Mamdani’s Rikers Visit Showed Mercy For Inmates, But None For Their Victims
Mamdani’s Rikers Visit Showed Mercy For Inmates, But None For Their Victims
(Photo by Spencer Platt/Getty Images)
Zohran Mamdani wants New Yorkers to see his Ramadan visit to Rikers Island as an act of compassion. He broke fast with inmates, posed for smiling photos on prayer mats, and praised the “mercy, dignity, and humanity” he witnessed behind bars. But for crime victims, correction officers, and anyone who’s ever worked inside a jail, those images were another gut punch from a mayor reserving public empathy for the least deserving—none for the victims, endless for the people who created them.

- **Task to complete**: In the article above about Mamdani's Ramadan visit to Rikers Island, which three qualities did he praise that he witnessed behind bars?

- **Given data**:
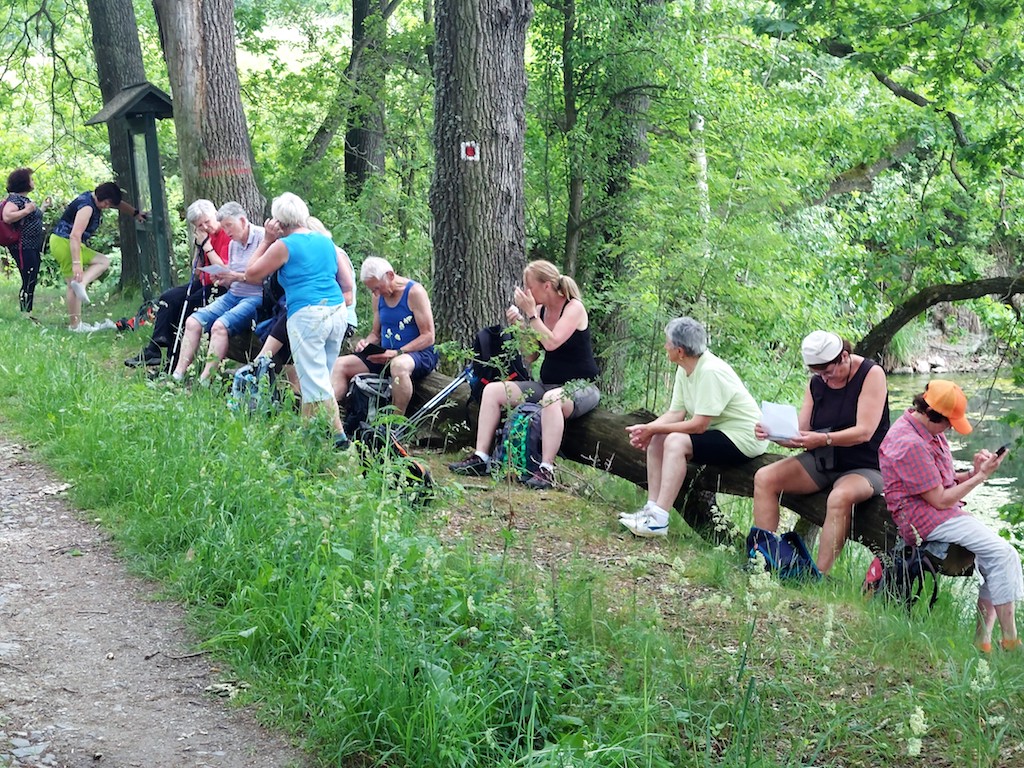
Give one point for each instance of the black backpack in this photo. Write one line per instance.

- **Response below**: Mercy, dignity, and humanity.